- WHAT YOU NEED TO DO:
List the global concerns that the text on the agriculture faculty names.

- EXTRACT:
Confronting the Challenge of Innovation

From the day the Faculty of Agriculture was founded, its researchers and scientists were preoccupied with water – water that is easily, economically and efficiently accessible; water that can be used to grow more food for more people. Geography and climate dictated their need; concern for humanity compelled them to share their findings with the world.

Over the years, they focused on enhancing soil properties and fertility under conditions of intensive use. They created new breeds of plants – some that require little water for growth and others with a high tolerance to brackish water. Embracing the ecology of excellence, they invented innovative drip irrigation systems adopted the world over, developed healthy sources of protein, enhanced functional foods and naturally selected hybrid vegetables with improved shelf life.

These days, as global concerns focus on hunger, food safety and food security, the Robert H. Smith Faculty of Agriculture, Food and Environment is at the forefront of the international effort to alleviate these difficult and distressing problems.

On its campuses, its experimental farm and at locations throughout Israel, and through intense involvement with creative colleagues around the world, the faculty and students at this unique Hebrew University institution are developing sustainable farming practices and improving the quality and purity of agricultural products in ways that literally change what, how, where and when we grow what we eat – while protecting the environment, preserving natural resources and enhancing ecosystems.

- DATASET RECORDS:
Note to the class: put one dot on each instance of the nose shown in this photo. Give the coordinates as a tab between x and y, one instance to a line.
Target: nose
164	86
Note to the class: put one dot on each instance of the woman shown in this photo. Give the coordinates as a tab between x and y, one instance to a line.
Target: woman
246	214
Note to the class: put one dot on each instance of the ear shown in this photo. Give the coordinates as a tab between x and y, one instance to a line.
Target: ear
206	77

...

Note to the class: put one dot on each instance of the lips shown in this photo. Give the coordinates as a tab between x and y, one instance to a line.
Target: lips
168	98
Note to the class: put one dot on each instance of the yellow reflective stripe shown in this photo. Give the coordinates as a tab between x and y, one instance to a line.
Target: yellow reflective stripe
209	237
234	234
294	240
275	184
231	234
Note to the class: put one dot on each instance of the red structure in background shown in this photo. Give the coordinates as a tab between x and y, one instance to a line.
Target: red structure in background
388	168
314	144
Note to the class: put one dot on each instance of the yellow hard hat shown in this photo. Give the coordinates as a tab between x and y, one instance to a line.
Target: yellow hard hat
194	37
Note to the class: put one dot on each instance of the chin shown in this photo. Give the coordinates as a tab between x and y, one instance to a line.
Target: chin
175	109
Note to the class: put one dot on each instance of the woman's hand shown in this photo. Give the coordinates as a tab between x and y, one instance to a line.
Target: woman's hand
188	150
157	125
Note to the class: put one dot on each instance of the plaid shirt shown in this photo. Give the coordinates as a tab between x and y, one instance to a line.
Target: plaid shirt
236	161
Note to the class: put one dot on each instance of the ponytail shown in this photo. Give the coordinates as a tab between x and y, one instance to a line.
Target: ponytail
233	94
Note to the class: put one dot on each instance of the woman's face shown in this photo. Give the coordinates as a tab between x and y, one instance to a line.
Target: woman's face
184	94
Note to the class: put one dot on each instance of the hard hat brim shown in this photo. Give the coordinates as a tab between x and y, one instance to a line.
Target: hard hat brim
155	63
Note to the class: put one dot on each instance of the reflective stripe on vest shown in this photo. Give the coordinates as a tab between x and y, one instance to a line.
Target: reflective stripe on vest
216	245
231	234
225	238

==

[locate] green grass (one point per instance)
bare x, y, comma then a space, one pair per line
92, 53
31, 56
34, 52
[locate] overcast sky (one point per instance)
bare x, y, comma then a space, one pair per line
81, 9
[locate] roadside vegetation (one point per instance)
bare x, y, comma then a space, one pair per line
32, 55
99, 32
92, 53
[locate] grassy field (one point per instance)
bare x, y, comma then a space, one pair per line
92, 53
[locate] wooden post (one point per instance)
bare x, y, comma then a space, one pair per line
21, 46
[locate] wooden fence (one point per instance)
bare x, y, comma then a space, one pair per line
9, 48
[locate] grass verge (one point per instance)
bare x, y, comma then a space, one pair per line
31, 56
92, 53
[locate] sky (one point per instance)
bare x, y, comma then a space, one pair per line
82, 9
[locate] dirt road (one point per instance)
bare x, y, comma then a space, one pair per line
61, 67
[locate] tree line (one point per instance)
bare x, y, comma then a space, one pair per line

- OUTPUT FOR THIS EXERCISE:
Hunger, food safety and food security.